DATA SHOWN:
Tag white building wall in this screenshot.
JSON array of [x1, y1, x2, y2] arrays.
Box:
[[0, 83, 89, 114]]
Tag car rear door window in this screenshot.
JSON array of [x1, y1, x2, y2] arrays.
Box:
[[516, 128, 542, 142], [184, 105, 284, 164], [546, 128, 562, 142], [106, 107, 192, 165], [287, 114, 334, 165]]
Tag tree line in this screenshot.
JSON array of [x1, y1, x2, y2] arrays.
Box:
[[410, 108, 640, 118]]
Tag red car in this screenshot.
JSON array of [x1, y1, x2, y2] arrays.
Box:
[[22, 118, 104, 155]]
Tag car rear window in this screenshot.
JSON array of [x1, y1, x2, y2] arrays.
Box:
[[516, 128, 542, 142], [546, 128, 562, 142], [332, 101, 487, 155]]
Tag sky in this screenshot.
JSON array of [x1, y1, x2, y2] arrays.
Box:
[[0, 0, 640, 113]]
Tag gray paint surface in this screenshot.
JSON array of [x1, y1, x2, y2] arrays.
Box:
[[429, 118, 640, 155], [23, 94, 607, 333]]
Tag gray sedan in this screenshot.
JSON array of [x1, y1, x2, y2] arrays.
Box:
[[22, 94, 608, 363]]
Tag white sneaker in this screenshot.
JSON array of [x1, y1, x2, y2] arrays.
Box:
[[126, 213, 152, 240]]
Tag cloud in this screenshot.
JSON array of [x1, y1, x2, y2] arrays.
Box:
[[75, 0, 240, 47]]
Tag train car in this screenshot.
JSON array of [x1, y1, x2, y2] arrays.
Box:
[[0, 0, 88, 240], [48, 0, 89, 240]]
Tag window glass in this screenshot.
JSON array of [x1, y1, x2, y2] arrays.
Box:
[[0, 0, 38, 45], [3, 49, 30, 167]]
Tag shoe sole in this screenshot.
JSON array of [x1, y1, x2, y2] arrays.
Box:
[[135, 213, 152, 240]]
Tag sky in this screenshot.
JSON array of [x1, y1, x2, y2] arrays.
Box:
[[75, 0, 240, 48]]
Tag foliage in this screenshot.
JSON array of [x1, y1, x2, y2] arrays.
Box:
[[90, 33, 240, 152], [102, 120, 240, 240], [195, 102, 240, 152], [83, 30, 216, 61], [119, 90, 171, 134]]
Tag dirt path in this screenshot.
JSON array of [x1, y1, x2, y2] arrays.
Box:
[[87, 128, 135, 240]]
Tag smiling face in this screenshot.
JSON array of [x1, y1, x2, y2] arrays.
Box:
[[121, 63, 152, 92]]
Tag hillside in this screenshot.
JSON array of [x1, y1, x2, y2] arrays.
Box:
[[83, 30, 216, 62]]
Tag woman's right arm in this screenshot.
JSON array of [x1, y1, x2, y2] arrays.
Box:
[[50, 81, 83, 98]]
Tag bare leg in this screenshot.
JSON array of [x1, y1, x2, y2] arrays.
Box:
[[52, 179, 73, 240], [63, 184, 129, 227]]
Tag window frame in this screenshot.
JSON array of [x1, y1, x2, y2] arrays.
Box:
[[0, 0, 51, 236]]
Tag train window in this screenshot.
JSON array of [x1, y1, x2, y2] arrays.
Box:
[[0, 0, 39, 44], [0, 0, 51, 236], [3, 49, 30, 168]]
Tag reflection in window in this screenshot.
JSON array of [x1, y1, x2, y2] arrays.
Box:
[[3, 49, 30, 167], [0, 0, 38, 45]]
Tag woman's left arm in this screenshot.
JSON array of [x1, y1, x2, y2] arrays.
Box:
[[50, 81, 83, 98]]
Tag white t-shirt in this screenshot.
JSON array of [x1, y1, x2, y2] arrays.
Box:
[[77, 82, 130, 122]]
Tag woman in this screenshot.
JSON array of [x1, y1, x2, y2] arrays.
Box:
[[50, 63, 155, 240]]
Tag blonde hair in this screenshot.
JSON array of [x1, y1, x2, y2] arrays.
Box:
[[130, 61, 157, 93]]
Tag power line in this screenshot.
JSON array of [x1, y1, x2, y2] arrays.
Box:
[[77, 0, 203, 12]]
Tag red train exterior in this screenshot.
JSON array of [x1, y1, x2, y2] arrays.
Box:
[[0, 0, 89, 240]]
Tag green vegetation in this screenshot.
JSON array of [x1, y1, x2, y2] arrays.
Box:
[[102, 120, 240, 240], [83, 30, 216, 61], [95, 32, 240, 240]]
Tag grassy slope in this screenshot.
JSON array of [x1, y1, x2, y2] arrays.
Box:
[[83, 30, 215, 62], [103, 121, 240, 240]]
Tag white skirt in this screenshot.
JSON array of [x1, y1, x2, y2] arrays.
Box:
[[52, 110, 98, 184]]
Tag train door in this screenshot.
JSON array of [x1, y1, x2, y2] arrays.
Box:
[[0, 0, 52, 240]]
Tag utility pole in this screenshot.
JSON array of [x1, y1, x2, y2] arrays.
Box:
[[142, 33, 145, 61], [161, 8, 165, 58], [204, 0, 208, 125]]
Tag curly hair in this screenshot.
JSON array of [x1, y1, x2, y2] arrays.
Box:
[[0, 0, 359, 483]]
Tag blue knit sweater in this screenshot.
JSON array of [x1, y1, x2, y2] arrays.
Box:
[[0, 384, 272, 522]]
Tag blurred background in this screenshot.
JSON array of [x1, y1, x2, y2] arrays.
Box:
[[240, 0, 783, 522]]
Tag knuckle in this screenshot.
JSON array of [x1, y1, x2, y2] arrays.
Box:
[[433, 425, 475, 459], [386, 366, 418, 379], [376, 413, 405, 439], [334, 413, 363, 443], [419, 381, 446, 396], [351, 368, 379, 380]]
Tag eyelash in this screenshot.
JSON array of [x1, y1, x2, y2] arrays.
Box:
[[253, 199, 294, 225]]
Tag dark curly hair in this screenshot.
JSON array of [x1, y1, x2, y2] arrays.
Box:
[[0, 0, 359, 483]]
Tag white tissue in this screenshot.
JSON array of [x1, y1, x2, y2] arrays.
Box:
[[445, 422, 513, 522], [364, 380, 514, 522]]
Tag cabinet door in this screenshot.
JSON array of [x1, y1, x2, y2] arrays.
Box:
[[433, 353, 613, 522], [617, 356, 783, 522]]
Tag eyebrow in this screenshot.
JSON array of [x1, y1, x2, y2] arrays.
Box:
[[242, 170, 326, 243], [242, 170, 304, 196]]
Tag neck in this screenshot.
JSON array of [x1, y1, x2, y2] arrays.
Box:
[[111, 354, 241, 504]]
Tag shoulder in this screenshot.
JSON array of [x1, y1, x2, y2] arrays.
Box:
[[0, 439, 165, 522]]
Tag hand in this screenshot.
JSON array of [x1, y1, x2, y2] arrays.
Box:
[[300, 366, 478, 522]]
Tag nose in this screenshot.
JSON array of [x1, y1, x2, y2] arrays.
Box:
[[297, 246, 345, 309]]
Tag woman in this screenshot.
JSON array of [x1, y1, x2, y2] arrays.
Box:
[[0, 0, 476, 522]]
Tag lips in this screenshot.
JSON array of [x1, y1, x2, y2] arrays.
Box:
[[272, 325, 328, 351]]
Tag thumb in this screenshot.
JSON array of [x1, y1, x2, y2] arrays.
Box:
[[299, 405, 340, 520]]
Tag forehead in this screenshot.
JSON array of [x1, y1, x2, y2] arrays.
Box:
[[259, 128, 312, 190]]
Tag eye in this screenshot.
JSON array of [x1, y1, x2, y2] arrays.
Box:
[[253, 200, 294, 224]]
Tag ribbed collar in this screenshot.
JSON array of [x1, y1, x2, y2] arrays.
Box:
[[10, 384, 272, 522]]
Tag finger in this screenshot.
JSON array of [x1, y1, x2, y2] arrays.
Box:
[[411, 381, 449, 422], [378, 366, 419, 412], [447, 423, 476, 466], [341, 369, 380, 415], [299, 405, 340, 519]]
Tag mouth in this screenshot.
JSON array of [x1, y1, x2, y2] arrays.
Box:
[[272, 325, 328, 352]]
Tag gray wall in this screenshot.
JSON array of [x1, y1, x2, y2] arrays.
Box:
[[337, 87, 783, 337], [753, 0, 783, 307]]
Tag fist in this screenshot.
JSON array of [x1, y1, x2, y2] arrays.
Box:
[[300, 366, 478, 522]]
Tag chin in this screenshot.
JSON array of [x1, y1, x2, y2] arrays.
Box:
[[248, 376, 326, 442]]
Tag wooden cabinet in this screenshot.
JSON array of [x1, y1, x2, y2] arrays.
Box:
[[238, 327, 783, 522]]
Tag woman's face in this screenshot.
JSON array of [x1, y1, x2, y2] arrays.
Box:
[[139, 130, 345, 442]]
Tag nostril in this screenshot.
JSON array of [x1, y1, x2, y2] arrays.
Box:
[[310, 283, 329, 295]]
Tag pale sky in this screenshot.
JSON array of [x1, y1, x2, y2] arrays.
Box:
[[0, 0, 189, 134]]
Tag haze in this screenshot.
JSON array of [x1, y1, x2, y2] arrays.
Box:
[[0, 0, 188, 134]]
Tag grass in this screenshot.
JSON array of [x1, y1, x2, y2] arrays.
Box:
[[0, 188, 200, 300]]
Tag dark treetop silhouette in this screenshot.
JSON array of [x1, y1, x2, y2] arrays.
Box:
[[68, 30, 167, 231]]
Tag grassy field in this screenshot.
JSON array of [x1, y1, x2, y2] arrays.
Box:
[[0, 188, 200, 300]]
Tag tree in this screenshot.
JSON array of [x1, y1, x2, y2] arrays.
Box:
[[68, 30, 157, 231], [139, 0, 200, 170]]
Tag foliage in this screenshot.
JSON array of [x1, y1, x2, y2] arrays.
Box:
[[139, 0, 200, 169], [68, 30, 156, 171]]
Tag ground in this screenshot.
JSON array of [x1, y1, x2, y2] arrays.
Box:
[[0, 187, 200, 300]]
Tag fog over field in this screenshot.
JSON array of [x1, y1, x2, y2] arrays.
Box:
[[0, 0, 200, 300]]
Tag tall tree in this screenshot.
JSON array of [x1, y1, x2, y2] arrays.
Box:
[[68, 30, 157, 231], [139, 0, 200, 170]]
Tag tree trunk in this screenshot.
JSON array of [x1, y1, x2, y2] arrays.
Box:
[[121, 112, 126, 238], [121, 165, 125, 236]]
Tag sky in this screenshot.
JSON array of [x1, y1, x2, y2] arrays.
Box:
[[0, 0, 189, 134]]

TASK DETAILS:
Output the lines of the data as a Markdown table, starting at the line containing "Tag gray sedan in this screenshot." and ending at the line containing "[[87, 128, 135, 240]]", both included. Use the columns Row and Line, number each row, and leave out blank lines.

ANSWER TO THIS EXERCISE:
| Row | Line |
|---|---|
| 1 | Tag gray sedan in this screenshot. |
| 2 | JSON array of [x1, y1, x2, y2] arrays. |
| 3 | Box: |
| 4 | [[22, 94, 608, 363]] |
| 5 | Tag white sneaker in this screenshot. |
| 6 | JSON array of [x1, y1, x2, y2] arrays. |
| 7 | Box: |
| 8 | [[126, 213, 152, 240]] |
| 9 | Tag cloud in this screenshot. |
| 10 | JSON array of [x1, y1, x2, y2] arrays. |
| 11 | Box: |
| 12 | [[75, 0, 240, 47]] |
| 13 | Tag train car in this screenshot. |
| 14 | JSON array of [x1, y1, x2, y2] arrays. |
| 15 | Box: |
| 16 | [[0, 0, 88, 240], [48, 0, 89, 240]] |
| 17 | Tag window glass in this screenshot. |
| 18 | JSON array of [x1, y1, x2, y2] arrays. |
| 19 | Box: |
| 20 | [[0, 0, 38, 45], [3, 49, 30, 167]] |
| 21 | Tag shoe sole in this screenshot. |
| 22 | JSON array of [x1, y1, x2, y2] arrays. |
| 23 | Box: |
| 24 | [[135, 213, 152, 240]] |
| 25 | Tag sky in this screenshot. |
| 26 | JSON array of [x1, y1, x2, y2] arrays. |
| 27 | Box: |
| 28 | [[75, 0, 240, 48]] |
| 29 | Tag foliage in this screenshot. |
| 30 | JSON array of [x1, y1, x2, y2] arrays. |
| 31 | Box: |
| 32 | [[90, 33, 240, 152], [102, 120, 240, 240], [195, 102, 240, 152], [83, 30, 216, 61], [119, 90, 171, 134]] |
| 33 | Tag dirt path in this screenshot. |
| 34 | JSON array of [x1, y1, x2, y2] arrays. |
| 35 | Box: |
| 36 | [[87, 128, 135, 240]] |